WHAT TO DO:
List every way of describing Sverre Fehn's architecture that the dissertation excerpt below names in its opening sentence.

SELECTED EXCERPT:
........
Part 1 Dissertation 2007
Ranald Lawrence
University of Cambridge | UK
There are many ways to describe the architecture of Sverre Fehn: a confrontation, a layering, an order, a composition on the horizon. But what shines through all of this is his concern for the needs of people. His work lives up to the ambition to humanise architecture as argued for by Giedion, fulfilling the promise of unadulterated modernism whilst being susceptible to an analysis that is entirely contemporary. Today, however, we live in an age of decomposition, wrapping and image-making that ignores the primary role architecture has to play of continuing the age-old art or poetics of construction. It is as if architecture had entered a twilight where craft is threatened by the mass production of components and the quality of space by the developer’s over-riding desire for ever more rentable room.

It is within this context that my dissertation seeks to explore Fehn’s work, and his handling or reaction to the breakdown of architecture from an ordered and progressive art to that pervading confusion which we can see all around us today. Fehn’s handling of oppositions in nature disguises a deeper commentary on the dichotomy of the present human condition (with a clear delineation between the thought of science and of spirit), demonstrating a depth that it seems many of our present day heroes of architecture will never achieve.

Of course this dissertation does not seek to address the whole problem, and Fehn is perhaps only an example, but it does seek to re-evaluate this particular architect and demonstrate what it is about his building that addresses these issues that shadow the practice of architecture now more than ever.
........
EXCERPTED RECORDS:
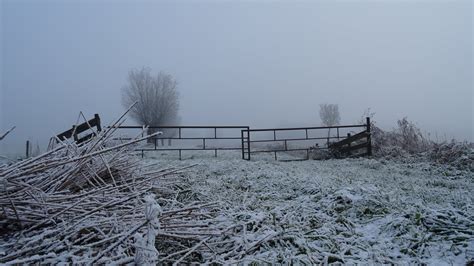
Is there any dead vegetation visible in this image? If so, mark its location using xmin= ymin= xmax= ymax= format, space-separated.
xmin=0 ymin=107 xmax=219 ymax=264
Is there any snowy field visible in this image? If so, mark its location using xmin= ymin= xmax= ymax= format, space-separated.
xmin=144 ymin=151 xmax=474 ymax=265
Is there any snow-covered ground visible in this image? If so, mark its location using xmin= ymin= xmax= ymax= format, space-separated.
xmin=144 ymin=151 xmax=474 ymax=265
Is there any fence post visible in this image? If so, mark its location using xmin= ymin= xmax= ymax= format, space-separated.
xmin=347 ymin=133 xmax=351 ymax=156
xmin=367 ymin=117 xmax=372 ymax=156
xmin=94 ymin=114 xmax=102 ymax=131
xmin=240 ymin=129 xmax=245 ymax=160
xmin=247 ymin=128 xmax=250 ymax=161
xmin=26 ymin=140 xmax=30 ymax=158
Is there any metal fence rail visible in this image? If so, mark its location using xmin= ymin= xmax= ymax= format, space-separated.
xmin=113 ymin=126 xmax=249 ymax=160
xmin=113 ymin=118 xmax=372 ymax=160
xmin=241 ymin=118 xmax=371 ymax=160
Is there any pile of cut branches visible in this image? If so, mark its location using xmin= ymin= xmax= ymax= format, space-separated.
xmin=0 ymin=107 xmax=218 ymax=264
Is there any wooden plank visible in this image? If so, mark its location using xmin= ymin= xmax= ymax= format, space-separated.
xmin=329 ymin=131 xmax=368 ymax=149
xmin=338 ymin=142 xmax=369 ymax=153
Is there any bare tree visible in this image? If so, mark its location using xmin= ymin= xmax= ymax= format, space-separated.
xmin=122 ymin=67 xmax=179 ymax=143
xmin=319 ymin=103 xmax=341 ymax=142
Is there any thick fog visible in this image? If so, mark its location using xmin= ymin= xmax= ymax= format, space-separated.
xmin=0 ymin=0 xmax=474 ymax=153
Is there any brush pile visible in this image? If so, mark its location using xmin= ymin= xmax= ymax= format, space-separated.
xmin=0 ymin=109 xmax=217 ymax=264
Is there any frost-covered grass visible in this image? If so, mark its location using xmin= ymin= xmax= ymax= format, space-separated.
xmin=146 ymin=152 xmax=474 ymax=265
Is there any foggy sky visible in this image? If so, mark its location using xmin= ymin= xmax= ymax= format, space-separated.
xmin=0 ymin=0 xmax=474 ymax=154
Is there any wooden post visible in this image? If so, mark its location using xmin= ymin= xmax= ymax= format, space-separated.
xmin=240 ymin=129 xmax=245 ymax=160
xmin=26 ymin=140 xmax=30 ymax=158
xmin=94 ymin=114 xmax=102 ymax=131
xmin=367 ymin=117 xmax=372 ymax=156
xmin=347 ymin=133 xmax=351 ymax=156
xmin=247 ymin=128 xmax=250 ymax=161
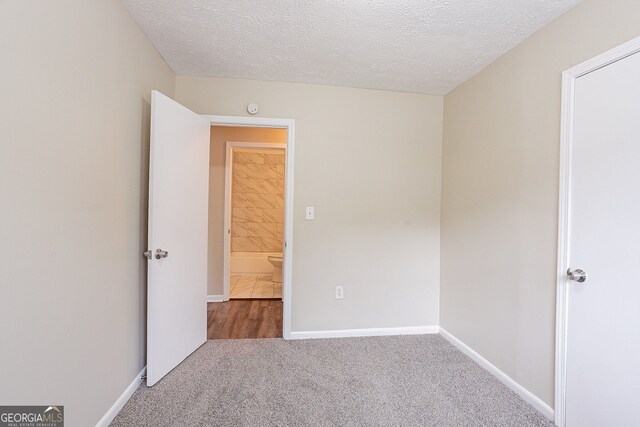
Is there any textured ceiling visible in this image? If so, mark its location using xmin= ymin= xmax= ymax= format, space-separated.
xmin=122 ymin=0 xmax=581 ymax=95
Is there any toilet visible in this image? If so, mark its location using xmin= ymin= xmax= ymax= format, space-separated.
xmin=263 ymin=255 xmax=282 ymax=283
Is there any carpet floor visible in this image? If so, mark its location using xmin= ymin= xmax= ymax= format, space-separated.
xmin=111 ymin=335 xmax=553 ymax=427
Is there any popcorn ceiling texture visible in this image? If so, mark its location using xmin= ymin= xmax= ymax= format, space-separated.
xmin=122 ymin=0 xmax=581 ymax=95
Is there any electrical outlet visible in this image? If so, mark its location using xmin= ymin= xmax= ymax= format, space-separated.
xmin=304 ymin=206 xmax=316 ymax=221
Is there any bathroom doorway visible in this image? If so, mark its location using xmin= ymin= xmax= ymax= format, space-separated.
xmin=224 ymin=142 xmax=286 ymax=300
xmin=207 ymin=125 xmax=289 ymax=339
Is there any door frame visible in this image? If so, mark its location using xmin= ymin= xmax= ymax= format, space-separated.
xmin=222 ymin=141 xmax=287 ymax=301
xmin=554 ymin=37 xmax=640 ymax=427
xmin=202 ymin=114 xmax=296 ymax=339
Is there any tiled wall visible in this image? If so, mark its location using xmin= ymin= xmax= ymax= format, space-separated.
xmin=231 ymin=149 xmax=284 ymax=252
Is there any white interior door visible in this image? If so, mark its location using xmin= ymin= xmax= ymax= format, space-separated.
xmin=566 ymin=53 xmax=640 ymax=427
xmin=147 ymin=91 xmax=210 ymax=385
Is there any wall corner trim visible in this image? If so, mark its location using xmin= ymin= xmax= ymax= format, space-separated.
xmin=440 ymin=328 xmax=554 ymax=420
xmin=96 ymin=366 xmax=147 ymax=427
xmin=289 ymin=325 xmax=440 ymax=340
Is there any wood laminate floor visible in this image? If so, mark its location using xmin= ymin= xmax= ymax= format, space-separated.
xmin=207 ymin=299 xmax=282 ymax=340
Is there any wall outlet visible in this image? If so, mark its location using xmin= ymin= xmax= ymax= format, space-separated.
xmin=304 ymin=206 xmax=316 ymax=221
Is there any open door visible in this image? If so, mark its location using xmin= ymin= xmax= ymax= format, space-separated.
xmin=145 ymin=91 xmax=210 ymax=386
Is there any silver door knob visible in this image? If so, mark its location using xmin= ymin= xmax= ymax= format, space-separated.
xmin=567 ymin=268 xmax=587 ymax=283
xmin=156 ymin=249 xmax=169 ymax=259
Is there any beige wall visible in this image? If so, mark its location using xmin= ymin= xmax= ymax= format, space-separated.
xmin=0 ymin=0 xmax=174 ymax=426
xmin=207 ymin=126 xmax=287 ymax=295
xmin=441 ymin=0 xmax=640 ymax=406
xmin=231 ymin=149 xmax=284 ymax=252
xmin=181 ymin=76 xmax=442 ymax=331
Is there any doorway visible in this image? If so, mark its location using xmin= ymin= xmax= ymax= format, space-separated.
xmin=224 ymin=141 xmax=287 ymax=301
xmin=143 ymin=96 xmax=295 ymax=386
xmin=207 ymin=116 xmax=293 ymax=339
xmin=555 ymin=38 xmax=640 ymax=427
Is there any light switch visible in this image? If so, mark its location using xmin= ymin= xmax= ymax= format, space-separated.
xmin=305 ymin=206 xmax=316 ymax=221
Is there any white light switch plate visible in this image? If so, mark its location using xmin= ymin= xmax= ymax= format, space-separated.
xmin=304 ymin=206 xmax=316 ymax=221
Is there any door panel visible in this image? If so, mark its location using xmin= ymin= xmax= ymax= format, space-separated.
xmin=147 ymin=91 xmax=210 ymax=385
xmin=566 ymin=54 xmax=640 ymax=427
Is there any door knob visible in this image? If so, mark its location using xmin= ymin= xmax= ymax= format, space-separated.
xmin=567 ymin=268 xmax=587 ymax=283
xmin=156 ymin=249 xmax=169 ymax=259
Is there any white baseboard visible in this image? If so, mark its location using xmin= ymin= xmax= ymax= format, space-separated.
xmin=96 ymin=366 xmax=147 ymax=427
xmin=290 ymin=326 xmax=440 ymax=340
xmin=440 ymin=328 xmax=553 ymax=420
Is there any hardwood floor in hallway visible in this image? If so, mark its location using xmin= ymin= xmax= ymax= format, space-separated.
xmin=207 ymin=299 xmax=282 ymax=340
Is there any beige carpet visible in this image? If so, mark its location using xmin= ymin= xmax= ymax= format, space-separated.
xmin=111 ymin=335 xmax=553 ymax=427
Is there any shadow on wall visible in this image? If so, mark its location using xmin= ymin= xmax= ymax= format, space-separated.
xmin=136 ymin=98 xmax=151 ymax=365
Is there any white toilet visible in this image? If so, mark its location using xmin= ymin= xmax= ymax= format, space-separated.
xmin=263 ymin=255 xmax=282 ymax=283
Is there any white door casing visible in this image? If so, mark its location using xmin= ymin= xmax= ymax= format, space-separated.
xmin=147 ymin=91 xmax=210 ymax=386
xmin=555 ymin=39 xmax=640 ymax=427
xmin=203 ymin=115 xmax=296 ymax=339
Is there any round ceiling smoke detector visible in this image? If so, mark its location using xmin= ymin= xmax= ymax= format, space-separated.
xmin=247 ymin=102 xmax=258 ymax=115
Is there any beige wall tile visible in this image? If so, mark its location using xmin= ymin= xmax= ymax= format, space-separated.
xmin=233 ymin=151 xmax=264 ymax=165
xmin=261 ymin=209 xmax=284 ymax=224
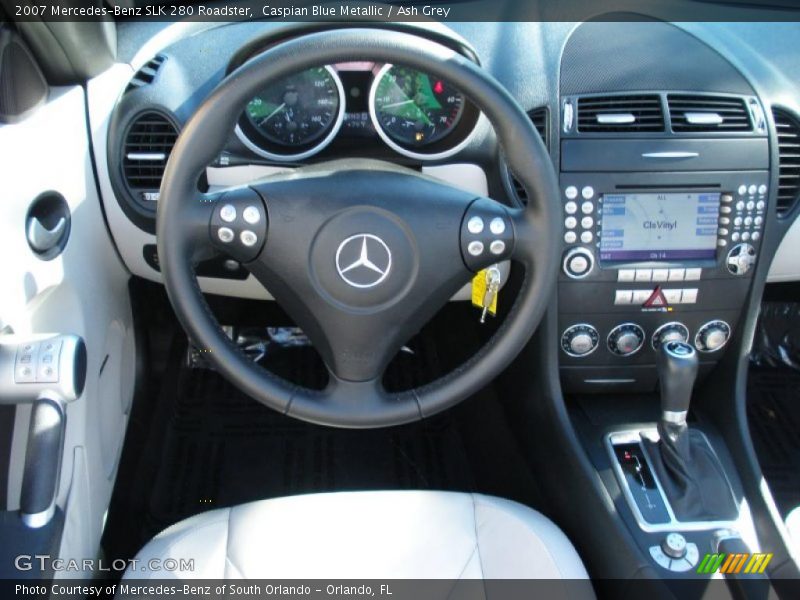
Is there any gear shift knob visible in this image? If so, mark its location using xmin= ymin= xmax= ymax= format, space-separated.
xmin=656 ymin=342 xmax=698 ymax=425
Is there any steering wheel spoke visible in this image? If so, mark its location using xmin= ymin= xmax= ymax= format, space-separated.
xmin=461 ymin=198 xmax=515 ymax=272
xmin=204 ymin=187 xmax=269 ymax=264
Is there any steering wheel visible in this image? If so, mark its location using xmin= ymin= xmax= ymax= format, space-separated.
xmin=157 ymin=29 xmax=560 ymax=428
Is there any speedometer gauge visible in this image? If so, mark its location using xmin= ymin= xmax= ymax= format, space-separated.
xmin=237 ymin=66 xmax=344 ymax=160
xmin=370 ymin=65 xmax=465 ymax=157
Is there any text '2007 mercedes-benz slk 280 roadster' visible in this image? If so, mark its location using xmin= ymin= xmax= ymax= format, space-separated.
xmin=0 ymin=0 xmax=800 ymax=600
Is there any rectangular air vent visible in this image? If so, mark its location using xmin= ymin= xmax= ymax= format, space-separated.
xmin=122 ymin=111 xmax=178 ymax=201
xmin=772 ymin=108 xmax=800 ymax=215
xmin=125 ymin=54 xmax=167 ymax=92
xmin=667 ymin=94 xmax=753 ymax=133
xmin=511 ymin=106 xmax=550 ymax=204
xmin=578 ymin=94 xmax=664 ymax=133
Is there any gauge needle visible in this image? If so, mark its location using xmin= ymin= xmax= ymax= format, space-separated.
xmin=261 ymin=102 xmax=286 ymax=123
xmin=381 ymin=99 xmax=414 ymax=109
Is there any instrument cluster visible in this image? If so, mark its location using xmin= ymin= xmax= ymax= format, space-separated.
xmin=236 ymin=61 xmax=480 ymax=162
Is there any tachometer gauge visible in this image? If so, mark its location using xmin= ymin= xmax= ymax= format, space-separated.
xmin=237 ymin=66 xmax=345 ymax=160
xmin=370 ymin=65 xmax=464 ymax=148
xmin=369 ymin=64 xmax=480 ymax=160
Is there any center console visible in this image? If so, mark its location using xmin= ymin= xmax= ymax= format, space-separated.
xmin=558 ymin=127 xmax=769 ymax=393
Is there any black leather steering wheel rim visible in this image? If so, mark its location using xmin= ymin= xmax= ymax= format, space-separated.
xmin=157 ymin=29 xmax=560 ymax=428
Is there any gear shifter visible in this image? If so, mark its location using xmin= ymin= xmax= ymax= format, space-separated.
xmin=645 ymin=341 xmax=738 ymax=522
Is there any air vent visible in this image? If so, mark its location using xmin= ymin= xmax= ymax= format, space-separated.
xmin=125 ymin=54 xmax=167 ymax=92
xmin=122 ymin=111 xmax=178 ymax=202
xmin=772 ymin=108 xmax=800 ymax=215
xmin=509 ymin=106 xmax=550 ymax=204
xmin=578 ymin=94 xmax=664 ymax=133
xmin=667 ymin=94 xmax=753 ymax=132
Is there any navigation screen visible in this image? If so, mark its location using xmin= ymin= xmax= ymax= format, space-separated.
xmin=600 ymin=193 xmax=720 ymax=261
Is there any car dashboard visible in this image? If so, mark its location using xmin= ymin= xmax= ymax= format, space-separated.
xmin=89 ymin=20 xmax=800 ymax=392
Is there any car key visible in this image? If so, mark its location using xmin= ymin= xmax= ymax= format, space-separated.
xmin=481 ymin=266 xmax=500 ymax=323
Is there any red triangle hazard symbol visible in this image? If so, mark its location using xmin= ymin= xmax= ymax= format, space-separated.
xmin=642 ymin=286 xmax=667 ymax=308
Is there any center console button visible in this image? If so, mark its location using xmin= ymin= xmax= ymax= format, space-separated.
xmin=684 ymin=268 xmax=703 ymax=281
xmin=650 ymin=321 xmax=689 ymax=350
xmin=669 ymin=269 xmax=686 ymax=281
xmin=561 ymin=323 xmax=600 ymax=358
xmin=617 ymin=269 xmax=636 ymax=281
xmin=653 ymin=269 xmax=669 ymax=281
xmin=562 ymin=246 xmax=594 ymax=279
xmin=607 ymin=323 xmax=644 ymax=356
xmin=694 ymin=320 xmax=731 ymax=352
xmin=614 ymin=290 xmax=633 ymax=306
xmin=661 ymin=533 xmax=686 ymax=558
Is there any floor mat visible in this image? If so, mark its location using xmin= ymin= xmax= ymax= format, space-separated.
xmin=148 ymin=370 xmax=474 ymax=527
xmin=747 ymin=368 xmax=800 ymax=518
xmin=103 ymin=334 xmax=541 ymax=560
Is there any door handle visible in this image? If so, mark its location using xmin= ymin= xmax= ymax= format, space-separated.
xmin=27 ymin=216 xmax=67 ymax=253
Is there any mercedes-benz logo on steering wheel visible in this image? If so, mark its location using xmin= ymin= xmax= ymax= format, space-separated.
xmin=336 ymin=233 xmax=392 ymax=288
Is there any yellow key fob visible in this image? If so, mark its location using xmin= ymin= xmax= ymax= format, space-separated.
xmin=472 ymin=269 xmax=498 ymax=315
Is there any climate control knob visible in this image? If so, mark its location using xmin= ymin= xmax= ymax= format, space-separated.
xmin=694 ymin=321 xmax=731 ymax=352
xmin=561 ymin=323 xmax=600 ymax=358
xmin=725 ymin=243 xmax=756 ymax=275
xmin=607 ymin=323 xmax=645 ymax=356
xmin=651 ymin=321 xmax=689 ymax=350
xmin=562 ymin=248 xmax=594 ymax=279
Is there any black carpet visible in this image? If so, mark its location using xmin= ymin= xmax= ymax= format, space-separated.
xmin=98 ymin=302 xmax=541 ymax=559
xmin=747 ymin=368 xmax=800 ymax=518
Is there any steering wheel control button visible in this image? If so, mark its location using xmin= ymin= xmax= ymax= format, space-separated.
xmin=489 ymin=217 xmax=506 ymax=235
xmin=561 ymin=323 xmax=600 ymax=358
xmin=239 ymin=229 xmax=258 ymax=248
xmin=242 ymin=206 xmax=261 ymax=225
xmin=219 ymin=204 xmax=236 ymax=223
xmin=562 ymin=248 xmax=594 ymax=279
xmin=489 ymin=240 xmax=506 ymax=256
xmin=467 ymin=217 xmax=483 ymax=235
xmin=467 ymin=240 xmax=483 ymax=256
xmin=461 ymin=198 xmax=516 ymax=272
xmin=217 ymin=227 xmax=236 ymax=244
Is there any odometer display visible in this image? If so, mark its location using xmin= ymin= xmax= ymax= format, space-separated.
xmin=243 ymin=67 xmax=344 ymax=159
xmin=370 ymin=65 xmax=464 ymax=148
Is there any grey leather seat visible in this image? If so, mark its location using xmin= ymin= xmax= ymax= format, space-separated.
xmin=125 ymin=491 xmax=588 ymax=585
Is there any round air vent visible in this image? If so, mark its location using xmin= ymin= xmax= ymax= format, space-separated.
xmin=121 ymin=111 xmax=178 ymax=211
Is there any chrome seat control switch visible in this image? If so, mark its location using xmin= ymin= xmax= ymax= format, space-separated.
xmin=0 ymin=334 xmax=86 ymax=404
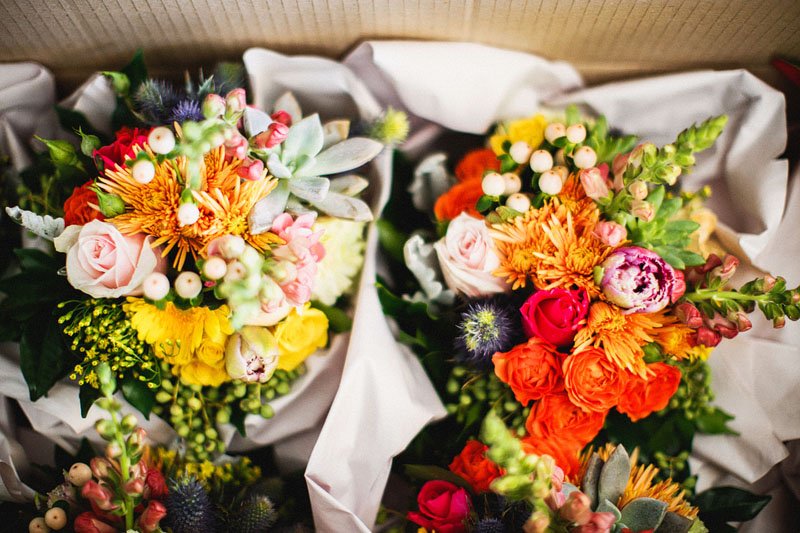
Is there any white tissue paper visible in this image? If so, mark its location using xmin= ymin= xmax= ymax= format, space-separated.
xmin=345 ymin=41 xmax=800 ymax=532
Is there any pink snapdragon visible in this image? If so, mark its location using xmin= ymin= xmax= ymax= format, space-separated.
xmin=272 ymin=213 xmax=325 ymax=307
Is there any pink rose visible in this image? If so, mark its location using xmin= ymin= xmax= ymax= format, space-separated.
xmin=578 ymin=167 xmax=608 ymax=200
xmin=433 ymin=213 xmax=508 ymax=298
xmin=520 ymin=288 xmax=589 ymax=348
xmin=408 ymin=479 xmax=471 ymax=533
xmin=592 ymin=220 xmax=628 ymax=248
xmin=54 ymin=220 xmax=166 ymax=298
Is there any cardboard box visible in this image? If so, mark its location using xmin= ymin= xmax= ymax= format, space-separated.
xmin=0 ymin=0 xmax=800 ymax=94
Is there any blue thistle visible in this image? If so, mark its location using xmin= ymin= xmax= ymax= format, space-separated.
xmin=169 ymin=100 xmax=203 ymax=124
xmin=455 ymin=298 xmax=520 ymax=367
xmin=228 ymin=494 xmax=277 ymax=533
xmin=475 ymin=518 xmax=506 ymax=533
xmin=165 ymin=476 xmax=216 ymax=533
xmin=133 ymin=80 xmax=178 ymax=124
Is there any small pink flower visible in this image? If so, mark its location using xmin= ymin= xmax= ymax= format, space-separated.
xmin=592 ymin=220 xmax=628 ymax=248
xmin=225 ymin=132 xmax=250 ymax=159
xmin=578 ymin=167 xmax=609 ymax=200
xmin=270 ymin=110 xmax=292 ymax=127
xmin=225 ymin=88 xmax=247 ymax=113
xmin=236 ymin=159 xmax=264 ymax=181
xmin=631 ymin=200 xmax=656 ymax=222
xmin=255 ymin=122 xmax=289 ymax=149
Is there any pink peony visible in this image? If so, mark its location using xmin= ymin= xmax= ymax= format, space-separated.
xmin=54 ymin=220 xmax=166 ymax=298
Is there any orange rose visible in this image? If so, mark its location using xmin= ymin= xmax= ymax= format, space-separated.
xmin=433 ymin=179 xmax=483 ymax=220
xmin=525 ymin=393 xmax=607 ymax=448
xmin=64 ymin=180 xmax=105 ymax=226
xmin=563 ymin=348 xmax=625 ymax=412
xmin=456 ymin=148 xmax=500 ymax=182
xmin=617 ymin=363 xmax=681 ymax=422
xmin=492 ymin=337 xmax=564 ymax=405
xmin=522 ymin=436 xmax=581 ymax=477
xmin=448 ymin=440 xmax=503 ymax=494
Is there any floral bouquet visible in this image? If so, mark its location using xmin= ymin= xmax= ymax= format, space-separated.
xmin=0 ymin=55 xmax=405 ymax=460
xmin=18 ymin=363 xmax=310 ymax=533
xmin=381 ymin=103 xmax=800 ymax=524
xmin=408 ymin=413 xmax=709 ymax=533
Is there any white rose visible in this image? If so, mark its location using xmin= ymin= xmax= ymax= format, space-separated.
xmin=53 ymin=220 xmax=166 ymax=298
xmin=433 ymin=213 xmax=508 ymax=298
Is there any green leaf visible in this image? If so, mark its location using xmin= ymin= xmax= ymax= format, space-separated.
xmin=375 ymin=218 xmax=408 ymax=263
xmin=78 ymin=385 xmax=100 ymax=418
xmin=121 ymin=375 xmax=156 ymax=420
xmin=695 ymin=407 xmax=739 ymax=435
xmin=19 ymin=310 xmax=70 ymax=402
xmin=694 ymin=487 xmax=772 ymax=531
xmin=311 ymin=300 xmax=353 ymax=333
xmin=403 ymin=465 xmax=472 ymax=492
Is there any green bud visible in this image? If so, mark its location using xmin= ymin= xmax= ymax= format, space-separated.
xmin=92 ymin=187 xmax=125 ymax=218
xmin=34 ymin=135 xmax=82 ymax=168
xmin=78 ymin=128 xmax=102 ymax=157
xmin=102 ymin=71 xmax=131 ymax=96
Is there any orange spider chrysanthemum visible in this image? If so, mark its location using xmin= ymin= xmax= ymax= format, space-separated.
xmin=571 ymin=444 xmax=698 ymax=520
xmin=492 ymin=198 xmax=611 ymax=297
xmin=98 ymin=143 xmax=280 ymax=270
xmin=573 ymin=301 xmax=664 ymax=378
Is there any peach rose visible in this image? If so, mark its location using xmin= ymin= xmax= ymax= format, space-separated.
xmin=563 ymin=348 xmax=625 ymax=412
xmin=54 ymin=220 xmax=166 ymax=298
xmin=433 ymin=214 xmax=508 ymax=298
xmin=617 ymin=363 xmax=681 ymax=422
xmin=492 ymin=337 xmax=564 ymax=405
xmin=525 ymin=393 xmax=607 ymax=448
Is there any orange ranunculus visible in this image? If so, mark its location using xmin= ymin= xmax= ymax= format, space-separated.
xmin=456 ymin=148 xmax=500 ymax=181
xmin=64 ymin=180 xmax=105 ymax=226
xmin=563 ymin=348 xmax=625 ymax=412
xmin=433 ymin=178 xmax=483 ymax=220
xmin=448 ymin=440 xmax=503 ymax=494
xmin=525 ymin=393 xmax=607 ymax=448
xmin=522 ymin=436 xmax=581 ymax=477
xmin=617 ymin=363 xmax=681 ymax=422
xmin=492 ymin=337 xmax=564 ymax=405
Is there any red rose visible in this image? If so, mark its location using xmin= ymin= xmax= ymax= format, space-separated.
xmin=448 ymin=440 xmax=503 ymax=494
xmin=144 ymin=468 xmax=168 ymax=500
xmin=617 ymin=363 xmax=681 ymax=422
xmin=64 ymin=180 xmax=106 ymax=226
xmin=520 ymin=289 xmax=589 ymax=348
xmin=525 ymin=393 xmax=607 ymax=448
xmin=92 ymin=127 xmax=148 ymax=170
xmin=492 ymin=337 xmax=564 ymax=405
xmin=72 ymin=511 xmax=117 ymax=533
xmin=408 ymin=479 xmax=471 ymax=533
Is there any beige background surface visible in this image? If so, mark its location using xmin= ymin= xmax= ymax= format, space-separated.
xmin=0 ymin=0 xmax=800 ymax=93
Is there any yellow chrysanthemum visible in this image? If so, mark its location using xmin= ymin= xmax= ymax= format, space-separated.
xmin=98 ymin=143 xmax=279 ymax=270
xmin=492 ymin=198 xmax=611 ymax=298
xmin=125 ymin=298 xmax=233 ymax=386
xmin=574 ymin=444 xmax=698 ymax=520
xmin=573 ymin=301 xmax=664 ymax=378
xmin=489 ymin=115 xmax=547 ymax=155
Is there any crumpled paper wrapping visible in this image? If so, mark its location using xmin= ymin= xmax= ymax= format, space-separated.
xmin=345 ymin=41 xmax=800 ymax=531
xmin=0 ymin=49 xmax=444 ymax=531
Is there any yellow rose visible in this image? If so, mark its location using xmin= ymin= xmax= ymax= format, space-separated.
xmin=178 ymin=360 xmax=231 ymax=387
xmin=489 ymin=115 xmax=547 ymax=155
xmin=275 ymin=304 xmax=328 ymax=370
........
TASK SOLUTION:
- a confrontation
- a layering
- an order
- a composition on the horizon